**Task:** The entries below should be quoted exactly, with no pictures carried over.

▬▬▬▬▬▬

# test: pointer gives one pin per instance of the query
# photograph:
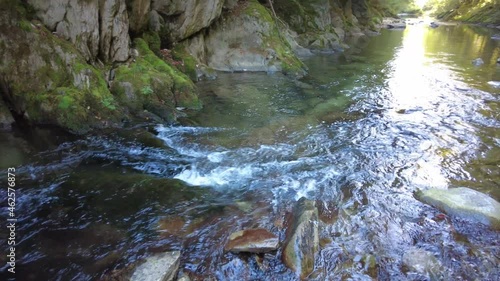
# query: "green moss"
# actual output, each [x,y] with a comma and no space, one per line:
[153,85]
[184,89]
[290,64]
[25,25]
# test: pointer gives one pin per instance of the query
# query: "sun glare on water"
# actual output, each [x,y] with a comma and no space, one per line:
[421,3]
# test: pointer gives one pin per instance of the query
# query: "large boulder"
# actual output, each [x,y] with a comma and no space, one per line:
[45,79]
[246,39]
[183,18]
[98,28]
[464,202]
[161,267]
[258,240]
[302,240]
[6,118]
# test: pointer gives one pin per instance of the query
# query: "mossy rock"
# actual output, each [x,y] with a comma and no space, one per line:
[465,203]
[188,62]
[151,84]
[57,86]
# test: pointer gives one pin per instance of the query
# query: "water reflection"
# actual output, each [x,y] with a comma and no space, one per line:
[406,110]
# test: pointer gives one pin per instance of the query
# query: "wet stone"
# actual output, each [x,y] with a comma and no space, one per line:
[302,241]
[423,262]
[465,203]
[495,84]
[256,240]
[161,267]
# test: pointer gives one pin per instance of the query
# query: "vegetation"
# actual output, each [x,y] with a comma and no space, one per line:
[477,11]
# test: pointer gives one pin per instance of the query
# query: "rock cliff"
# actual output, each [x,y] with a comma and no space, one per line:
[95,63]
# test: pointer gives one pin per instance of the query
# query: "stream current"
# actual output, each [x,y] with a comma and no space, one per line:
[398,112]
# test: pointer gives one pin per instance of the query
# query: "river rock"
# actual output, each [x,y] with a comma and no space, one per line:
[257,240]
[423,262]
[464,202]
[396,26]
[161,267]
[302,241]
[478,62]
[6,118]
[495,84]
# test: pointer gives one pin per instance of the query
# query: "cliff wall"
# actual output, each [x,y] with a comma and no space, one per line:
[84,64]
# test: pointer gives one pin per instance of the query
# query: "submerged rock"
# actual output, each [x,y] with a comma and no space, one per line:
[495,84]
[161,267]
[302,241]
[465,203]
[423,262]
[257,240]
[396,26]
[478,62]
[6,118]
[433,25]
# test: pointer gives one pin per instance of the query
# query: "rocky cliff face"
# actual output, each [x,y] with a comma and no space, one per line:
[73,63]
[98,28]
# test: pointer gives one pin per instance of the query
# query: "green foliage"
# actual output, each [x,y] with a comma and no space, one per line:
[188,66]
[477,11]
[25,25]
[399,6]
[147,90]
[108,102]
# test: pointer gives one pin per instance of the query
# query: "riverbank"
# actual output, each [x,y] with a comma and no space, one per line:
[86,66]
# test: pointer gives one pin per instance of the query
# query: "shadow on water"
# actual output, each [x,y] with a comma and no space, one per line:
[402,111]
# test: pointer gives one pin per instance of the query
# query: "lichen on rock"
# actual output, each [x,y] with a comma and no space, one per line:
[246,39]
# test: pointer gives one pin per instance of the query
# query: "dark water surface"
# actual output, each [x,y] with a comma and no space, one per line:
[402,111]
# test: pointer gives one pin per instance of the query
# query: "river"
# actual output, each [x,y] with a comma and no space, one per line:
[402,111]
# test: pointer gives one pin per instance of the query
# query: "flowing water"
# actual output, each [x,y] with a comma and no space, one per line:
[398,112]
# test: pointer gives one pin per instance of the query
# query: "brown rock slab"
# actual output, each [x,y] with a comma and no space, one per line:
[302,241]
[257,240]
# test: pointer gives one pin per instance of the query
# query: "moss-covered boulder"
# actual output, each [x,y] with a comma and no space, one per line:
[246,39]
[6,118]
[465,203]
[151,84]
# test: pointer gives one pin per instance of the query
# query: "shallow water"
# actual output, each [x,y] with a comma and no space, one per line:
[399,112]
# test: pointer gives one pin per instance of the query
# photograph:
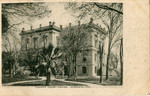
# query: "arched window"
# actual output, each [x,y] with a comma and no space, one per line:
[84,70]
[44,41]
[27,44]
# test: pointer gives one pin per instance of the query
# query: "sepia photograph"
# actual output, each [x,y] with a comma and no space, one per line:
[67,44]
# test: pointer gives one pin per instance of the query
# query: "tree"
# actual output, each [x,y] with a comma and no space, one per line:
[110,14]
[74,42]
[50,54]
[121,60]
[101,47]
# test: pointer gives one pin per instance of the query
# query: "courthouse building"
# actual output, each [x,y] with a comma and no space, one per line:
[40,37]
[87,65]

▬▬▬▬▬▬

**Reply:**
# test: pointer gives one pin per instance of the query
# photograph:
# query: "green moss"
# actual output, each [x,y] with a comma and no space, one per line:
[153,85]
[184,89]
[290,64]
[25,25]
# test: pointer gives one pin per instance of the query
# query: "sun glare on water"
# actual output, each [x,y] with a comma and no space, one per line:
[421,3]
# test: pointer gives one pin per instance of the query
# query: "large boulder"
# actual output, each [x,y] with a comma and no space, one per line:
[45,79]
[246,39]
[183,18]
[98,28]
[464,202]
[161,267]
[258,240]
[302,240]
[6,118]
# test: pointer gives one pin per instance of the query
# query: "mossy rock"
# actual output, each [x,y] with a comma and no space, one per line:
[465,203]
[188,62]
[151,84]
[57,86]
# test: pointer gives one pin per instance of the query
# query: "water reflection"
# actual output, each [x,y] with a comma and no space, one per line:
[406,110]
# test: pointer gives one pin per instance of the query
# query: "wet stone"
# actual output, each [x,y] with a comma and no space, one per line:
[302,241]
[423,262]
[465,203]
[495,84]
[256,240]
[161,267]
# test: pointer gives one pin per instance of the query
# query: "vegetation"
# actual output, each [x,y] with a comma and no space, one per line:
[477,11]
# test: pointer gives one pin per instance of the query
# query: "rock cliff"
# actual output, each [x,y] with a comma and no space, one per line:
[95,63]
# test: pointer gives one pin per instance of the query
# query: "stream current"
# actual output, each [x,y] with a comma and no space, one per line:
[398,112]
# test: pointer gives one pin per instance of the query
# query: "river rock"
# actual output, each [x,y] with a comma and no space, one per line:
[257,240]
[423,262]
[464,202]
[396,26]
[161,267]
[302,241]
[478,62]
[6,118]
[495,84]
# test: pointer gives one pin per instance of the query
# query: "cliff wall"
# actual output, each [x,y] with a comma and no space, one per line:
[84,64]
# test: pointer gives one pin per instance of the query
# query: "submerged rock"
# actual output, each [x,y] with a comma and no space, one per line:
[495,84]
[161,267]
[302,241]
[465,203]
[423,262]
[257,240]
[396,26]
[478,62]
[6,118]
[433,25]
# test: pointer gives one pin per instance of the query
# query: "rocky cliff face"
# actual output, each [x,y] with a comma and no space, one per line:
[73,63]
[98,28]
# test: pointer gives one pin per instance of the query
# query: "green foliage"
# actual output, each [x,y] with a comma and no space, one per line:
[188,66]
[477,11]
[25,25]
[399,6]
[147,90]
[108,102]
# test: pointer gives one pin per instance of the query
# query: "riverbank"
# actual output, each [x,y] with a comma and no space, one per line:
[86,66]
# test: pointer gives one pin per instance of the query
# query: "shadow on water"
# actual output, each [x,y] with a comma and no space, one per line:
[402,111]
# test: pointer gives one pin per instance of the query
# query: "lichen on rock"
# actual output, each [x,y] with a comma and no space, one per line:
[246,39]
# test: pointer gives one pin per instance of the query
# query: "dark water surface"
# actual output, each [x,y] with a comma and no space, one per line:
[402,111]
# test: pointer gives one pin per instance of the query
# query: "river"
# actual output, each [x,y] with a comma and no space, one per line:
[402,111]
# test: pointer gives one pin per instance of the query
# query: "flowing water"
# actual output, each [x,y] with a comma and no space, one per line:
[398,112]
# test: pointer gives one pin per instance of the query
# query: "brown rock slab"
# actual output, each [x,y] with a comma and no space, one per line:
[302,241]
[257,240]
# test: pointer gives one pin per instance of the query
# query: "moss-covered boulder"
# actual output, each [x,y] with a comma and no space, one per line:
[246,39]
[6,118]
[465,203]
[151,84]
# test: pointer gives one pin per instance of the query
# query: "shallow water"
# actual output, each [x,y] with a comma and no space, one per line:
[399,112]
# test: pointer gives one pin per instance of the query
# photograph:
# query: "arched window"
# actual output, each [x,y] with a comma and no space, one per line:
[84,70]
[44,41]
[27,44]
# test: pointer gives one pin per instance of the query
# query: "sepia photograph"
# actual output, each [x,y] with a comma and no space, one per line:
[67,44]
# test: pointer gives one pin per instance of the query
# query: "tree"
# actual output, each [x,y] with a comma and no space, one per line:
[110,14]
[74,42]
[50,54]
[121,60]
[101,47]
# test: pointer gives one pin per instance of the query
# query: "courthouse building"
# actual output, each [x,y] with a comma and no space, one per line:
[40,37]
[87,65]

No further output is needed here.